■ **Required work**
Recast the entries below as a Markdown table with two columns, Row and Line: number each line in order under Row, put its text under Line, and skip blank lines.

──────── Provided data ────────

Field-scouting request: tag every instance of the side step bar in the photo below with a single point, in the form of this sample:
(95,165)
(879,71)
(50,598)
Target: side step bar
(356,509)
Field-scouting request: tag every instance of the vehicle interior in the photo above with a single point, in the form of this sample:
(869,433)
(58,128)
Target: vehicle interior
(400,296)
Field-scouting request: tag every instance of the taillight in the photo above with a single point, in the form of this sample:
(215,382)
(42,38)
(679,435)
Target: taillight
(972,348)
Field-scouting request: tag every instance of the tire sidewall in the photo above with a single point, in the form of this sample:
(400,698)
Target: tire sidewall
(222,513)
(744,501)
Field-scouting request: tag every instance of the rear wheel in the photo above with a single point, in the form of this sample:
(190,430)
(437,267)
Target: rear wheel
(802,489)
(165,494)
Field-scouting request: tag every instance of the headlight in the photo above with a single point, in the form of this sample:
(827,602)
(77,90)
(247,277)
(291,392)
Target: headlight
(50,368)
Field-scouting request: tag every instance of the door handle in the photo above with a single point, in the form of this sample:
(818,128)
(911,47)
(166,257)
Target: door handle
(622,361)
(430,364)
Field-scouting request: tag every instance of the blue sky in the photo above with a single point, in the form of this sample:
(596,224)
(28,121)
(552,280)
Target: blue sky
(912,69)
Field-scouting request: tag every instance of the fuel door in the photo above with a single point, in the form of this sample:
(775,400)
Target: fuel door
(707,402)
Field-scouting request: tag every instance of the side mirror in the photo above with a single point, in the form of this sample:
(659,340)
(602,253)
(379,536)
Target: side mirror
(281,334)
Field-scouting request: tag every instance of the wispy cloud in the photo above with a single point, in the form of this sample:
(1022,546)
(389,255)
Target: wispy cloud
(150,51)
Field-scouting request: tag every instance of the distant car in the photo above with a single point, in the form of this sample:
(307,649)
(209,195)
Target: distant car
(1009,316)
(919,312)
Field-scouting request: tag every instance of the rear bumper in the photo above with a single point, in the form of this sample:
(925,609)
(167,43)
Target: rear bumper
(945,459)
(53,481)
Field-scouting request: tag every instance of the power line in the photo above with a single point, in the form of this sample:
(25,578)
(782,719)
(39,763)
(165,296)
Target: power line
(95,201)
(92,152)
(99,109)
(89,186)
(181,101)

────────

■ **Exercise output**
| Row | Line |
|---|---|
| 1 | Field-scouting request: tag every instance of the side step bar in the photo below with a single point, in the form of this sample: |
| 2 | (95,165) |
| 3 | (879,71) |
| 4 | (50,598) |
| 5 | Target: side step bar |
| 6 | (356,509) |
| 7 | Field-scouting request: tag every instance of the vehicle interior in the photo above with a single point, in the form of this sample: |
| 8 | (869,433) |
| 9 | (58,128) |
| 10 | Target: vehicle interior |
| 11 | (400,296) |
| 12 | Field-scouting request: tag every instance of the taillight in the photo above with a single point, in the form of this sample: |
| 13 | (215,382) |
| 14 | (42,38) |
| 15 | (679,435) |
| 16 | Target: taillight |
| 17 | (972,348) |
| 18 | Field-scouting request: tag every instance of the tire sidewall in the photo above with a single point, in the form of this sample: |
| 19 | (400,698) |
| 20 | Target: tire sidewall |
| 21 | (222,513) |
| 22 | (744,501) |
| 23 | Field-scouting request: tag every instance of the rear wheel in the photo above with a single point, in the form of this sample: |
| 24 | (190,430) |
| 25 | (437,267) |
| 26 | Target: rear wheel |
| 27 | (802,489) |
| 28 | (165,494) |
| 29 | Field-scouting request: tag every instance of the headlight in the photo above with a single point, in the form of this sample: |
| 30 | (827,602) |
| 31 | (77,90) |
| 32 | (247,277) |
| 33 | (291,392) |
| 34 | Target: headlight |
| 35 | (50,368) |
| 36 | Field-scouting request: tag every instance of the door handle in the photo above with a single point, in the form of this sample: |
| 37 | (818,128) |
| 38 | (911,47) |
| 39 | (166,257) |
| 40 | Target: door handle |
| 41 | (622,361) |
| 42 | (430,364) |
| 43 | Field-scouting request: tag every instance of the blue sky in the photo above with a single point, in the form of this sample: |
| 44 | (596,224) |
| 45 | (28,121) |
| 46 | (552,280) |
| 47 | Target: blue sky |
| 48 | (912,69) |
| 49 | Field-scouting request: tag every instance of the fuel door in the photo above with a single point, in the form of this sample: |
| 50 | (775,400) |
| 51 | Target: fuel door |
| 52 | (707,402) |
| 53 | Field-scouting request: tag every instance of the side mirror in the photo above with a single point, in the form of this sample: |
| 54 | (659,340) |
| 55 | (602,253) |
| 56 | (379,536) |
| 57 | Target: side mirror |
| 58 | (281,334) |
| 59 | Field-scouting request: tag every instance of the wispy cloud in the photo above with a single point, in the form of this sample: |
| 60 | (1022,546) |
| 61 | (389,255) |
| 62 | Target: wispy cloud |
| 63 | (150,51) |
| 64 | Field-scouting request: tag every instance of the distant car in the photo above with a single point, in the form of this sample: |
| 65 | (307,649) |
| 66 | (209,195) |
| 67 | Target: distant car |
| 68 | (1009,316) |
| 69 | (919,312) |
| 70 | Field-scouting request: tag every instance of the rear bumper in the photo above with a single point, in the form of this sample: |
| 71 | (925,609) |
| 72 | (167,43) |
| 73 | Target: rear bumper |
| 74 | (945,459) |
| 75 | (53,481) |
| 76 | Field-scouting request: tag every instance of the power line in the photo above with a single point, in the form of this sample: |
| 77 | (25,578) |
| 78 | (782,719) |
| 79 | (39,763) |
| 80 | (165,296) |
| 81 | Target: power line |
| 82 | (95,201) |
| 83 | (92,152) |
| 84 | (99,109) |
| 85 | (89,186) |
| 86 | (181,101) |